[DOCUMENT TEXT]:
--------------------------------------------------

I don’t know if Tiger will win again. I don’t know how much golf he has in him. At 43-years-old with his body ramshackled together through so many surgical interventions, it is quite possible that retirement is near. Yet, whatever happens, I feel privileged to have watched not only a phenomenal golfer; I have observed a real transformation of a person.
I suppose I see a lot of myself in Tiger Woods. There are, certainly, many ways we are dissimilar. There are also ways we are similar. I relate to being on a journey of self-transformation. I can look back in hindsight and see myself driven to perform, as if some other person were at the wheel of my life; obsessed with being a successful and competent pastor (whatever the heck that really looks like); and, living with a compulsion for more knowledge, more insight, more skill. Conversely, I now find myself moving about the hospitals I serve with a bit of what I saw in Tiger yesterday – a patient and calm demeanor of being present to patients, and, with greater challenge, present to my own emotions and self.
So, today, and every day, I hope to be present. I don’t want to force myself to do ministry in that old compulsive sort of way, as if sheer willpower and dogged determination could bring about accomplishment of goals. No, I want to feel the freedom of spontaneous compassion and allow the Spirit to send me to patient rooms; to be relaxed and fully attentive to the person in front of me without thinking about lunch, the next visit, or anything else. I want to go home and be fully present to my wife, even to the ridiculous pester pup dog in front of me. I want to be present to my girls and my grandsons without them seeing that look on my face that tells them I’m still at work, or off somewhere deep in my brain conniving ideas and forming thoughts for some future project or deadline. I want to be present to the God who is ever-present with me; who is always and fully attentive to the entire scope of my life – who joins me on the two-steps-backward-three-steps-forward herky-jerky personal walk – always exhibiting grace, patience, and demonstrating a calming presence with me.

--------------------------------------------------

[PROBLEM REQUIREMENTS]: Carry on the reflection on Tiger Woods and being present, starting after its final sentence.

[DATASET CONTENT]:
--------------------------------------------------

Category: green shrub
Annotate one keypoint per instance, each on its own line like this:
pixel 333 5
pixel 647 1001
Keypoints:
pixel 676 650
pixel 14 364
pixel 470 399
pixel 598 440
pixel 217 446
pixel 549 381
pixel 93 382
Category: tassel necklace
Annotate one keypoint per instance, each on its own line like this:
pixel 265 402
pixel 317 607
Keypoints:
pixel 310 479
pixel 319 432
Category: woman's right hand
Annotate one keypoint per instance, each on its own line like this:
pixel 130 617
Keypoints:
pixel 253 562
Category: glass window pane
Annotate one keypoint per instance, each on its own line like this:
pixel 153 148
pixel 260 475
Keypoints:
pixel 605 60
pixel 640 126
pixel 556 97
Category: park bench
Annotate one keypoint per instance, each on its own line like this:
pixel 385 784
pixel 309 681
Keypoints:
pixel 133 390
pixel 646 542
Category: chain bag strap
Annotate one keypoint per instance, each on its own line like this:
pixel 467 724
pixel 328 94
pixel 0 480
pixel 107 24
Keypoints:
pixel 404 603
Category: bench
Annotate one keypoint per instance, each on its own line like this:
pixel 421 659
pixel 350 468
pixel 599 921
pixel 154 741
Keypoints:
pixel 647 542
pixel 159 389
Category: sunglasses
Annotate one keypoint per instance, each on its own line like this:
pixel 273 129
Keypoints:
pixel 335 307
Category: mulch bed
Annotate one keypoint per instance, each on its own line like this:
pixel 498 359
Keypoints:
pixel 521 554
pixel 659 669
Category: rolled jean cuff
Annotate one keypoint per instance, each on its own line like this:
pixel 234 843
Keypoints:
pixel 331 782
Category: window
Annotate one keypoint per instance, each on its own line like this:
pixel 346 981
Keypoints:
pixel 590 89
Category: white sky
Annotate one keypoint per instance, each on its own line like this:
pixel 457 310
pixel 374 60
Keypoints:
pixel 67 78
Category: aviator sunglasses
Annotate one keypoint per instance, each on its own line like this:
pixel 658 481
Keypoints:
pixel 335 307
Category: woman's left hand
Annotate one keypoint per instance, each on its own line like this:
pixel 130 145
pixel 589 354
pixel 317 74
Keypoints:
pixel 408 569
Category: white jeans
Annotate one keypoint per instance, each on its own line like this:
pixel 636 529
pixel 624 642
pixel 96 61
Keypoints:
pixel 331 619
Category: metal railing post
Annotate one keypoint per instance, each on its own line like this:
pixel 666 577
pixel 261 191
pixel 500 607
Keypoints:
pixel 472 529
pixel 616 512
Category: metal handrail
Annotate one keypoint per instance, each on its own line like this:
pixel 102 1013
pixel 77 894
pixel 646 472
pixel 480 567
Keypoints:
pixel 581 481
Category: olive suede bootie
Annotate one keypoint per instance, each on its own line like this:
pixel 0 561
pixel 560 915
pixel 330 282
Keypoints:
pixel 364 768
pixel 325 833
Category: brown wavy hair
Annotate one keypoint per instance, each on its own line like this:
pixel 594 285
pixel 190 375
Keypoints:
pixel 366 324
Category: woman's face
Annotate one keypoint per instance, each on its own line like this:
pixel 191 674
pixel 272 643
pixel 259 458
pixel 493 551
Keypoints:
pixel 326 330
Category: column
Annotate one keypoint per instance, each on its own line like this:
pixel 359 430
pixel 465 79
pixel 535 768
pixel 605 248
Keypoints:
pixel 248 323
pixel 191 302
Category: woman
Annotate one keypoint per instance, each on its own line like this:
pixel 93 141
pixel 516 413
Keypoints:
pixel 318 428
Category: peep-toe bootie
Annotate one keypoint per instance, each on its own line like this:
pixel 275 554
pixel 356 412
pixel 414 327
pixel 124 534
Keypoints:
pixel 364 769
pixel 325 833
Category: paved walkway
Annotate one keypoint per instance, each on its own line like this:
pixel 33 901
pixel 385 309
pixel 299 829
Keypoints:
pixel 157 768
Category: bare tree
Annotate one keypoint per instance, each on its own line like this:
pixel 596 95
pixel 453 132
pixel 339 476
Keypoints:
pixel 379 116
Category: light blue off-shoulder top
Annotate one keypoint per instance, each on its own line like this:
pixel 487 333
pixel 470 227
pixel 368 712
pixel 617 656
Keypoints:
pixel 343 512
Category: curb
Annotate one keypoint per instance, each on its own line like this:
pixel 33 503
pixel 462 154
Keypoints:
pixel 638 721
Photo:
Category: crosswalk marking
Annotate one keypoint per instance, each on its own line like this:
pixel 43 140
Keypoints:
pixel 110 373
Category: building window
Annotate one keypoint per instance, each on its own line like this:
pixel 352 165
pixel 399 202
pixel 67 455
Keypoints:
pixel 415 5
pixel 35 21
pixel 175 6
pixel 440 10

--------------------------------------------------

[TASK ANSWER]:
I saw a glimpse of the divine in Tiger yesterday, which is perhaps why so many people later in the day commented that they responded with tears welling-up in their eyes, too. For we together saw connection, not compulsion; and, relationship, not self-retribution. Maybe that’s why I see so many patient tears. Maybe they see with me some of that divine presence. If so, I thank God for it.
There is a reason that a redemption story compels us and brings us to tears. We have a Redeemer who has displayed for us the ultimate drama of redemption. In this Christian Holy Week, believers in Jesus across the world remember that the King of all creation, the One to whom all things hold together, was humiliated, berated, tortured, and killed. He was laid in a tomb. His followers were beside themselves with grief, loneliness, and wondering what was going on and what was going to happen. Yet, death did not have the last word. Love conquered the grave. Suffering led to glory. The care of the One led to the care of the many.
As we journey together through this Holy Week, may we pay attention to the story of Jesus. May we be present in how our own individual stories fit into God’s grand narrative in the world. May we know the grace of redemption and of the Redeemer who makes it possible.